> [Görev Yönergeleri]
1. Aşağıdaki ifadelerin istikrar programı söyleşisiyle uyuşup uyuşmadığını her biri için evet ya da hayır diyerek belirtin, kararınızı dayandırdığınız sözleri söyleşiden aynen alıntılayın. (a) 2000 yılı sonunda enflasyon yüzde 30'lara inmiştir. (b) Bütçe için ek bütçe çıkarılmıştır. (c) Bakana göre petrol fiyatları beklenenden az artmıştır.
2. İstikrar programı söyleşisini son sorudan sonra kaldığı yerden sürdürün.

> [Okuma Metni]
· · · · · · ·

YeniSafak.com “ Türkiye'nin birikimi... ” Ekonomi

 
Ana Sayfa...
Gündem'den...
Politika'dan...
Ekonomiden...
Dünya'dan...
Kültür'den...
Yazarlar'dan
Spor'dan

  Arşivden Arama

 


Vergilerden ben de rahatsızım

Maliye Bakanı Oral, istikrar programının geleceğini ve ve 2001 yılındaki vergi düzenlemelerini Yeni Şafak'a anlattı...

Maliye Bakanı olarak bize programın geride kalan ilk yılını değerlendirir misiniz? Yıl sonunda ekonomik hedeflerin hepsinde önemli sapmalar meydana geldi. Sizce programın, ilk yılı başarılı mı?

-2000 yılı sonunda, enflasyon rakamları yüzde 70'lerden yüzde 30'lara düşmüştür. Bütçe, son yılların en sağlıklı duruma geldi. Ek bütçe çıkarılmadı. Kamu maliyesi düzelmeye başladı. Ama enflasyon hedefi tutturulmadı, deniliyor. Dünya ülkeleri de, geçen yılki enflasyon hedeflerini değiştirdiler. Çünkü, petrol fiyatları beklenden daha çok arttı.

İstikrar programına karşı büyük bir tepki var. Programdan, IMF'nin dışında memnun olan kimse yok. Kimsenin memnun olmadığı bir programın başarı şansı nedir?

· · · · · · ·

> [Veri Kesiti]
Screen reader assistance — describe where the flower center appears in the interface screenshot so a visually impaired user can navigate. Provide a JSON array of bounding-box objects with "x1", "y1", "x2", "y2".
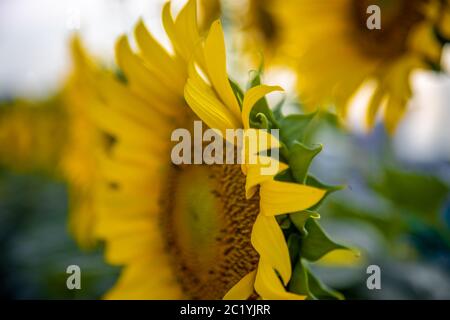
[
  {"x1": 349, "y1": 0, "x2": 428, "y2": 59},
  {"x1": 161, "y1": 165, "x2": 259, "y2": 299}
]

· · · · · · ·

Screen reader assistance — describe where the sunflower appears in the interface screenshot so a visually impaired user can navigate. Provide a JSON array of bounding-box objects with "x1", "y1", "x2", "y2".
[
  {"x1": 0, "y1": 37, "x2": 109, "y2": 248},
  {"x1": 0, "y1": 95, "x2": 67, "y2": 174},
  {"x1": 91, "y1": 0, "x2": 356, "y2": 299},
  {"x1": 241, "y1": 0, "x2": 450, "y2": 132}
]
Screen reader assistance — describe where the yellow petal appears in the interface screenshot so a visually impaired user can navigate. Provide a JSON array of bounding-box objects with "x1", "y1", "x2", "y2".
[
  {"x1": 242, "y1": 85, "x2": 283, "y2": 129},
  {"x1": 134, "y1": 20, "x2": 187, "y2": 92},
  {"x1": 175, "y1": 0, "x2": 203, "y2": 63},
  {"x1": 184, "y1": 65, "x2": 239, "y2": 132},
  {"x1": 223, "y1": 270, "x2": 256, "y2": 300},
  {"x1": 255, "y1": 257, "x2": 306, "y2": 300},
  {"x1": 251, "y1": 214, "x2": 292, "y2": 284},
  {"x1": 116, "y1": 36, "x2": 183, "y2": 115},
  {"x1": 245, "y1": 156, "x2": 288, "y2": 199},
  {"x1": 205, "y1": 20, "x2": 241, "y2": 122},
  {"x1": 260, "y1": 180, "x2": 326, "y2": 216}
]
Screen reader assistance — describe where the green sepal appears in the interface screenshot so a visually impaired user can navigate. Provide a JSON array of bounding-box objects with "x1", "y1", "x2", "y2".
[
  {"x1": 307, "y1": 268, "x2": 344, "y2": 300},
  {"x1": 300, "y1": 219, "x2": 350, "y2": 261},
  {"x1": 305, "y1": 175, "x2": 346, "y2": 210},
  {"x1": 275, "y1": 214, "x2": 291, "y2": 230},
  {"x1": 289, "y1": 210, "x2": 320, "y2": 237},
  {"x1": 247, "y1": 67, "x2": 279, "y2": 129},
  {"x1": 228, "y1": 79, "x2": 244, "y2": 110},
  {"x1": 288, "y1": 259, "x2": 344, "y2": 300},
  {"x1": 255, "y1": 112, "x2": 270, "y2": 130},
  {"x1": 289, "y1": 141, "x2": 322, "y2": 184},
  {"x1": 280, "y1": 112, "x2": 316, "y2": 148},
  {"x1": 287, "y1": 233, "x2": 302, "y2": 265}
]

· · · · · · ·

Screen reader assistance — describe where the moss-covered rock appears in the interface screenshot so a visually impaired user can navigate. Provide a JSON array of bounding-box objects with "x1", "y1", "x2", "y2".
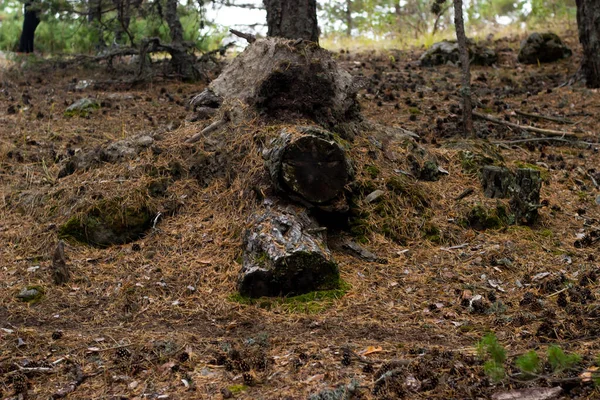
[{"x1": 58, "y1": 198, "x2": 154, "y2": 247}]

· · · · · · ·

> [Görevlere Göre Yanıtlar]
1.
(a) Evet: “2000 yılı sonunda, enflasyon rakamları yüzde 70'lerden yüzde 30'lara düşmüştür.”
(b) Hayır: “Ek bütçe çıkarılmadı.”
(c) Hayır: “petrol fiyatları beklenden daha çok arttı.”

2.
-Programı uygularken, sıkıntılar mutlaka olacak. Biz de bu sıkıntılara duyarlıyız. Ama böyle bir program uygulamamak sıkıntıları kaldırmaz, arttırır. Sıkıntılar yavaş yavaş ortadan kalkacaktır. Programın amacı, insanların gelir seviyesini arttırmaktır. Programın sonunda ülkede, yatırım ve istihdam olanağı doğacaktır. Enflasyonun düşmesiyle birlikte yatırımlar da artacaktır. Gelir dağılımı düzelecektir. Yüksek enflasyon olup da, gelir dağılımı düzgün olan ülke yoktur. Gelir dağılımı iyi olan ülkelerin hepsinde enflasyon makul düzeydedir.

İstikrar programı sosyal yanı olmadığı için eleştiriliyor. Enflasyonu düşürmek için, sosyal yönü olan bir program hazırlanamaz mıydı?

-Programı uygulamayın diyen yok, ama sıkıntılardan şikayet edenler var. Daha rahat bir yol bulunur ama, bu yol bizi sıkıntılardan kurtarmaz. Düzlüğe çıkmak için bundan başka yol yok. Zahmetsiz hiçbir şey olmuyor. Günlük hayatımızda bile sıkıntı çekmeden hiçbir şey elde edemiyoruz.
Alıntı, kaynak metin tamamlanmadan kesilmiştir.